Return the records in full, exactly as given.

=-=-=

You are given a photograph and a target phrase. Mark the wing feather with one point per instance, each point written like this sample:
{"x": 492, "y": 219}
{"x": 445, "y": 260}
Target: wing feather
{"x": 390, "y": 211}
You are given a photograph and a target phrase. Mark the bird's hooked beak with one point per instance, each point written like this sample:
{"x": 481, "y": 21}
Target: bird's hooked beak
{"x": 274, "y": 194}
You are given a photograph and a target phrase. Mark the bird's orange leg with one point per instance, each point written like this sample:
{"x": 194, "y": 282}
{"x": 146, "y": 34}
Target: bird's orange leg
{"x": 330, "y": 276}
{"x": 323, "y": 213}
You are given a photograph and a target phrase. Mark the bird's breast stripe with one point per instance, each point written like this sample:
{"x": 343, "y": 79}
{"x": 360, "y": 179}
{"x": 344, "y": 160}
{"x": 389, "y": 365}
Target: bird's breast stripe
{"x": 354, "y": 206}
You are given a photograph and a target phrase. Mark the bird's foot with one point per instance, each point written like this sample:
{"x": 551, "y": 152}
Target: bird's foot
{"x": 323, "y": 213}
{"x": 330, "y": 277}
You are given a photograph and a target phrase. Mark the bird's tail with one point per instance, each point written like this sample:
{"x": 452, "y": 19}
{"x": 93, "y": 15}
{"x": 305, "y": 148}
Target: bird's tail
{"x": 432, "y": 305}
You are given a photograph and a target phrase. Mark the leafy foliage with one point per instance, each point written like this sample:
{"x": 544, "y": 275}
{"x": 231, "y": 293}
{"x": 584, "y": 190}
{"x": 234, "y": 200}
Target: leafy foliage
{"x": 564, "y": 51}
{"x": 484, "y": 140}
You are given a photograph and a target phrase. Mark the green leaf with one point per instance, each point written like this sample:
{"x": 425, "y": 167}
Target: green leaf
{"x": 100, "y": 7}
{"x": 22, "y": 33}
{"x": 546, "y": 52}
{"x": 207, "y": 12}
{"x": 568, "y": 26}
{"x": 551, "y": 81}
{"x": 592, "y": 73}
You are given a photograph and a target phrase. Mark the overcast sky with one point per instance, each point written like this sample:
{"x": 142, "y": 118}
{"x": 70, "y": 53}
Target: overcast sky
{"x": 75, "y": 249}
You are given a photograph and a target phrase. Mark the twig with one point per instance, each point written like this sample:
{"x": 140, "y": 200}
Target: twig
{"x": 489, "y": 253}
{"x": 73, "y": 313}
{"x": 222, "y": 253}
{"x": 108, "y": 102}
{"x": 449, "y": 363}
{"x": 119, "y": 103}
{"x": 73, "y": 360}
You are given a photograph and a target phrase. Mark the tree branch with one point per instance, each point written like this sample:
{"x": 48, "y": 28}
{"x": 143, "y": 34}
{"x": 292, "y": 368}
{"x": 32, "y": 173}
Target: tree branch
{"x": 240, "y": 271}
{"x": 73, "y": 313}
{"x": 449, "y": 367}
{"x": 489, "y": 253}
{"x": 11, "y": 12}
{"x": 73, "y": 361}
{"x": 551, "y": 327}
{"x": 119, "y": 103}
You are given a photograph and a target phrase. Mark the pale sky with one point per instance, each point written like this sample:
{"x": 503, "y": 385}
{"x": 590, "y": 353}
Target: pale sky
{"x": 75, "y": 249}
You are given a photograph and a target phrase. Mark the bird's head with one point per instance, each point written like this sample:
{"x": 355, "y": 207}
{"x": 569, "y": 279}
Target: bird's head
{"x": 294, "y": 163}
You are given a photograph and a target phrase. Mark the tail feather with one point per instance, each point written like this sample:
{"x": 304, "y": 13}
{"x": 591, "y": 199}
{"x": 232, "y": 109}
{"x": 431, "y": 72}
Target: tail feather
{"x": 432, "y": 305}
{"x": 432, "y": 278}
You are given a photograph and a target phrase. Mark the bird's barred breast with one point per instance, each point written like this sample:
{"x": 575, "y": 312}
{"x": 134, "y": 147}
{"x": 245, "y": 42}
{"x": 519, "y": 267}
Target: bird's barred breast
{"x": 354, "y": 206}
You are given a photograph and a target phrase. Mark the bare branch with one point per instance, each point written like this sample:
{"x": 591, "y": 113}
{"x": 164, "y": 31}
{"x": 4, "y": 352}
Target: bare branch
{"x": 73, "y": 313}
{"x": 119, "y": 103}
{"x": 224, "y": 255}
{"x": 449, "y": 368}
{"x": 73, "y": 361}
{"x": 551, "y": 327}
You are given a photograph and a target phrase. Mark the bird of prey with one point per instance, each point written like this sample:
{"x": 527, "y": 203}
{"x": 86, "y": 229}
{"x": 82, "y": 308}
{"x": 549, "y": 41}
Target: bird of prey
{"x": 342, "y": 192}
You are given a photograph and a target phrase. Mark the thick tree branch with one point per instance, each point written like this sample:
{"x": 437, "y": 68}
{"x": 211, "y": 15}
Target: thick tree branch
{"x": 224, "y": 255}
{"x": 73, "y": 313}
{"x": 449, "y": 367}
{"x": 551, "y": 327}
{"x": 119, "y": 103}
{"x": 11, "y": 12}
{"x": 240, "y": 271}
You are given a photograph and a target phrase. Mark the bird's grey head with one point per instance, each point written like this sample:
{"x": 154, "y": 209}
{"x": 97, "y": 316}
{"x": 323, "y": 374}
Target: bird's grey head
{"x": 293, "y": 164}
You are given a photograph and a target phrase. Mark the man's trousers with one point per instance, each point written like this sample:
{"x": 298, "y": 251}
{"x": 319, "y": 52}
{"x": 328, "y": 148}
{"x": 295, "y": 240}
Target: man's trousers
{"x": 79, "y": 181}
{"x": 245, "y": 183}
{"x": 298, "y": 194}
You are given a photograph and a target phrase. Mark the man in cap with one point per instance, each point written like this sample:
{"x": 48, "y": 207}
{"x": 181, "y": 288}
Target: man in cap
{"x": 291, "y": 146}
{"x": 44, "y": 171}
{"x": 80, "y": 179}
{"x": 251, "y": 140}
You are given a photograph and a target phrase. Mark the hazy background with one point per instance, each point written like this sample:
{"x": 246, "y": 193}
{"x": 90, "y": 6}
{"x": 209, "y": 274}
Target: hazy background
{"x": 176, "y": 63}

=-=-=

(Task output)
You are given a photograph and a target phrase. Mark the wing feather with one point per instance, each point written like this sample:
{"x": 492, "y": 219}
{"x": 445, "y": 260}
Target: wing feather
{"x": 390, "y": 211}
You are given a photograph and a target phrase. Mark the bird's hooked beak with one point per instance, each point written like this sample:
{"x": 481, "y": 21}
Target: bird's hooked beak
{"x": 274, "y": 194}
You are given a photograph and a target phrase. Mark the bird's orange leg with one point per instance, each point written like this sample:
{"x": 194, "y": 282}
{"x": 146, "y": 34}
Target: bird's orange leg
{"x": 330, "y": 276}
{"x": 323, "y": 213}
You are given a photograph and a target phrase. Mark the bird's breast stripe with one point per instance, each point written like this sample:
{"x": 343, "y": 79}
{"x": 360, "y": 179}
{"x": 344, "y": 160}
{"x": 389, "y": 365}
Target: bird's breast stripe
{"x": 354, "y": 206}
You are given a photograph and a target phrase. Mark the bird's foot with one point per instance, each point written like this sample:
{"x": 551, "y": 152}
Target: bird's foot
{"x": 323, "y": 213}
{"x": 330, "y": 277}
You are given a photograph and a target phrase. Mark the bird's tail with one point per instance, each point written like this sample:
{"x": 452, "y": 19}
{"x": 93, "y": 15}
{"x": 305, "y": 148}
Target: bird's tail
{"x": 432, "y": 305}
You are given a photograph and a target phrase. Mark the leafy foliage with one point per instance, each point written like this sample:
{"x": 544, "y": 275}
{"x": 231, "y": 293}
{"x": 584, "y": 190}
{"x": 234, "y": 200}
Target: leafy foliage
{"x": 564, "y": 51}
{"x": 484, "y": 140}
You are given a photograph and a target phrase. Mark the green leaf with one point per instance, each point written like this sample:
{"x": 425, "y": 167}
Target: green leaf
{"x": 100, "y": 7}
{"x": 22, "y": 33}
{"x": 546, "y": 52}
{"x": 207, "y": 12}
{"x": 568, "y": 26}
{"x": 551, "y": 81}
{"x": 592, "y": 73}
You are given a photograph and a target phrase. Mark the overcast sky with one point per instance, each point written like this sample:
{"x": 142, "y": 118}
{"x": 70, "y": 53}
Target: overcast sky
{"x": 75, "y": 249}
You are given a photograph and a target phrase. Mark the twig with one point per instance, each point written like this sample:
{"x": 140, "y": 200}
Target: twig
{"x": 489, "y": 253}
{"x": 73, "y": 313}
{"x": 222, "y": 253}
{"x": 108, "y": 102}
{"x": 449, "y": 363}
{"x": 119, "y": 103}
{"x": 73, "y": 360}
You are given a photograph and a target phrase. Mark the tree branch with one point per instance, each point written like this sample:
{"x": 48, "y": 28}
{"x": 143, "y": 34}
{"x": 292, "y": 368}
{"x": 32, "y": 173}
Target: tree branch
{"x": 240, "y": 271}
{"x": 73, "y": 313}
{"x": 449, "y": 367}
{"x": 489, "y": 253}
{"x": 11, "y": 12}
{"x": 73, "y": 361}
{"x": 551, "y": 327}
{"x": 119, "y": 103}
You are given a photograph and a target phrase. Mark the pale sky with one point per instance, each point written like this sample:
{"x": 503, "y": 385}
{"x": 590, "y": 353}
Target: pale sky
{"x": 75, "y": 249}
You are given a photograph and a target phrase. Mark the bird's head with one point per instance, each point written like this sample:
{"x": 355, "y": 207}
{"x": 569, "y": 279}
Target: bird's head
{"x": 294, "y": 163}
You are given a photograph and a target phrase. Mark the tail feather with one point per instance, each point written like this sample:
{"x": 304, "y": 13}
{"x": 591, "y": 199}
{"x": 232, "y": 109}
{"x": 431, "y": 72}
Target: tail feather
{"x": 432, "y": 305}
{"x": 432, "y": 278}
You are given a photograph and a target phrase. Mark the bird's barred breast with one point per instance, each point written like this sample:
{"x": 575, "y": 312}
{"x": 134, "y": 147}
{"x": 245, "y": 42}
{"x": 519, "y": 267}
Target: bird's barred breast
{"x": 354, "y": 206}
You are given a photograph and a target phrase. Mark the bare branch with one point per instance, each point written like this sample:
{"x": 591, "y": 113}
{"x": 164, "y": 31}
{"x": 4, "y": 352}
Target: bare branch
{"x": 73, "y": 313}
{"x": 119, "y": 103}
{"x": 224, "y": 255}
{"x": 449, "y": 368}
{"x": 73, "y": 361}
{"x": 551, "y": 327}
You are given a photograph and a target phrase. Mark the bird of prey with one point per instance, each point written like this sample:
{"x": 527, "y": 203}
{"x": 86, "y": 229}
{"x": 82, "y": 308}
{"x": 549, "y": 41}
Target: bird of prey
{"x": 342, "y": 192}
You are given a photograph and a target phrase. Mark the thick tree branch with one point per instance, each point written like this sample:
{"x": 437, "y": 68}
{"x": 211, "y": 15}
Target: thick tree branch
{"x": 224, "y": 255}
{"x": 73, "y": 313}
{"x": 449, "y": 367}
{"x": 551, "y": 327}
{"x": 119, "y": 103}
{"x": 11, "y": 12}
{"x": 240, "y": 271}
You are given a photograph and a target phrase. Mark the bird's grey head with one point per instance, each point written like this sample:
{"x": 154, "y": 209}
{"x": 97, "y": 316}
{"x": 323, "y": 374}
Target: bird's grey head
{"x": 293, "y": 164}
You are given a photograph and a target phrase. Mark the man's trousers with one point per instance, each point written like this sample:
{"x": 298, "y": 251}
{"x": 319, "y": 52}
{"x": 328, "y": 148}
{"x": 295, "y": 240}
Target: man's trousers
{"x": 79, "y": 181}
{"x": 245, "y": 183}
{"x": 298, "y": 194}
You are given a photograph and a target phrase. Mark the man in cap with one point per instance, each point written like this sample:
{"x": 48, "y": 207}
{"x": 181, "y": 288}
Target: man in cap
{"x": 291, "y": 146}
{"x": 44, "y": 171}
{"x": 80, "y": 179}
{"x": 251, "y": 140}
You are given a photograph and a target phrase. Mark the hazy background with one point per instance, each point written like this sample:
{"x": 246, "y": 193}
{"x": 90, "y": 6}
{"x": 209, "y": 274}
Target: hazy background
{"x": 176, "y": 63}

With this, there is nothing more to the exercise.